> [What you will do]:
**A.** According to the passage on population and food security in India, in what year did T.R. Malthus first raise the issue of population explosion and food security?
**B.** Extend the passage on population explosion and food security in India below, picking up right after its final sentence.

* begin Source *

Friday, May 5, 2017

Population Explosion and Food Security in India..

ood security as defined by the World Development Report 1986 is a situation of “access by all people at all times to enough food for an active, healthy life”.
The FAO (1983) defined food security as “ensuring that all people at all times have both physical and economic access to the basic food they need”. As the world population reaches a stage of more than six billion, to which India contributes one billion, the question regarding the future availability of food for all assumes some importance.
The issues pertaining to population explosion and food security was raised by T.R. Malthus for the first time in 1798. Malthus postulated that population tends to increase by a geometric ratio (1, 2, 4, 8, 16, 32, 64 ) but food production grows by arithmetic ratio (1, 2, 3, 4, 5, 6 ). Although the idea was over-simplistic, it is not completely irrelevant.
The gravity of the situation of food security in India can be better understood by a study conducted by the United Nations Population Fund (UNFPA) which reveals that India faces major challenges on two fronts vis-a-vis food security, i.e., population explosion which has exceeded agricultural growth rate in the post-independence period and the unequal distribution of food resources due to the abysmally low purchasing power of about thirty-five million of the country’s population.

* end Source *
* begin Data section *

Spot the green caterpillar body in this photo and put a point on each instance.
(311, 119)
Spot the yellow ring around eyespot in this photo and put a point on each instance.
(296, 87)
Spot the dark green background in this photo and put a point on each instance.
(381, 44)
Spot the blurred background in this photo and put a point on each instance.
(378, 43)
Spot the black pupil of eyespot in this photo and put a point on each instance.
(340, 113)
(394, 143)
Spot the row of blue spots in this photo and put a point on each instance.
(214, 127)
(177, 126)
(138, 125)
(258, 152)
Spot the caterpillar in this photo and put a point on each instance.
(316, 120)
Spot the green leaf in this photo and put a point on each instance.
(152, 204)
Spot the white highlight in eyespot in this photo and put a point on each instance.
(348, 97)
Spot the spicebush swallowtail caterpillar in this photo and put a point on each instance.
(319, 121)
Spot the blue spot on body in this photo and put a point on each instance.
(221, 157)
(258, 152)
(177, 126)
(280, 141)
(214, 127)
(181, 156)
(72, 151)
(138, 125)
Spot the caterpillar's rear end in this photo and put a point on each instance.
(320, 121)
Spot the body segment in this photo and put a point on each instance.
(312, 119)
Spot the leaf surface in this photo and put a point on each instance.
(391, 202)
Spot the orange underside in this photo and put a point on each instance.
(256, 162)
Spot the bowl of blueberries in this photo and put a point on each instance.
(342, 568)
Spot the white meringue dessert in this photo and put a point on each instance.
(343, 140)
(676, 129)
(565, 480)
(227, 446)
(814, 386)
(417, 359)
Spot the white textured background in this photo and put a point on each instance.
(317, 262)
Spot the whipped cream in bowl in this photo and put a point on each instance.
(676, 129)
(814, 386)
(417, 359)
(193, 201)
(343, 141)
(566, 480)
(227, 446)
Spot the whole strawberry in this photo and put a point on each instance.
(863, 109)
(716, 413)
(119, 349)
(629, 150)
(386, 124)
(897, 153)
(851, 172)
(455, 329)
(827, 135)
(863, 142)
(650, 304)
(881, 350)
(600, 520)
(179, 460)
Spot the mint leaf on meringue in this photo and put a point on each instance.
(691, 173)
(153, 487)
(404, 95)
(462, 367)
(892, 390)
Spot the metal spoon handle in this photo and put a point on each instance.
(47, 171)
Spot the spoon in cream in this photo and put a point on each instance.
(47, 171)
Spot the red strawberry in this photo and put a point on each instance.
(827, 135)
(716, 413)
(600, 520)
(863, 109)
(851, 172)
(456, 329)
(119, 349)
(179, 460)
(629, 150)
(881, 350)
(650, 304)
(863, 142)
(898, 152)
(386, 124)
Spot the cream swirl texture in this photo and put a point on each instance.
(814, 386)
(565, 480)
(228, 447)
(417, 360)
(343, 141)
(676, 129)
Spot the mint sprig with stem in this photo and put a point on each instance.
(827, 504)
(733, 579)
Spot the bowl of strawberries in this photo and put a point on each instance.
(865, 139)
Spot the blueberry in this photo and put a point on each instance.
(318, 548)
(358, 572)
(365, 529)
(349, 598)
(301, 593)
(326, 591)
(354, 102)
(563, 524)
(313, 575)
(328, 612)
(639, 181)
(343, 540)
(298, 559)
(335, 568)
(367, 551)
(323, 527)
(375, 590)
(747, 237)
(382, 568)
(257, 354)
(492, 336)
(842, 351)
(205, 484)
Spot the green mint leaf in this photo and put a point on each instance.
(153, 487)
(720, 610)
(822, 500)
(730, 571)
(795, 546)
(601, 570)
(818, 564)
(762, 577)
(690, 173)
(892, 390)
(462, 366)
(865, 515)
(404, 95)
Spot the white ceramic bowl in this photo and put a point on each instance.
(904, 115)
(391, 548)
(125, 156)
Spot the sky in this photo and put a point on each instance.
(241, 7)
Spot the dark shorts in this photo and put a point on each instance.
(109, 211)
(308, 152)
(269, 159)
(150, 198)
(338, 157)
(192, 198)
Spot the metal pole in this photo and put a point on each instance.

* end Data section *

> [Answers for the tasks]:
**A.** 1798

**B.**
Even if the food is equally distributed, in order to counter the negative impact of population explosion, the agricultural growth rate has to be maintained at a steady 4.5 per cent from 1997 to 2002 to sustain an overall economic growth of 7 per cent. In the circumstances, it is alarming that the average size of operational holdings has come down to less than 1.6 hectare in 1990-91 from 2.3 hectare in 1970-71.
The marginal and the small holdings together constitute over 78 per cent of the total. Given the continued fragmentation of land holdings the technology we are adopting can never be scale neutral.
The problem of food security is compounded by our increasing tendency to depend on a narrow mix of food crops. Thus, the food production systems have become vulnerable to biotic and abiotic stresses. The cultivators in the early periods of civilisation managed such stresses by adopting sustainable agronomic practices like shifting cultivation, mixed cropping, crop rotations and so on.
An instance of the pressure of population making a once-beneficial practice harmful is to be seen in shifting cultivation. As more people require more food and more land, the practice of leaving land fallow long enough to recover is no more practicable, thus rendering shifting cultivation more harmful than useful.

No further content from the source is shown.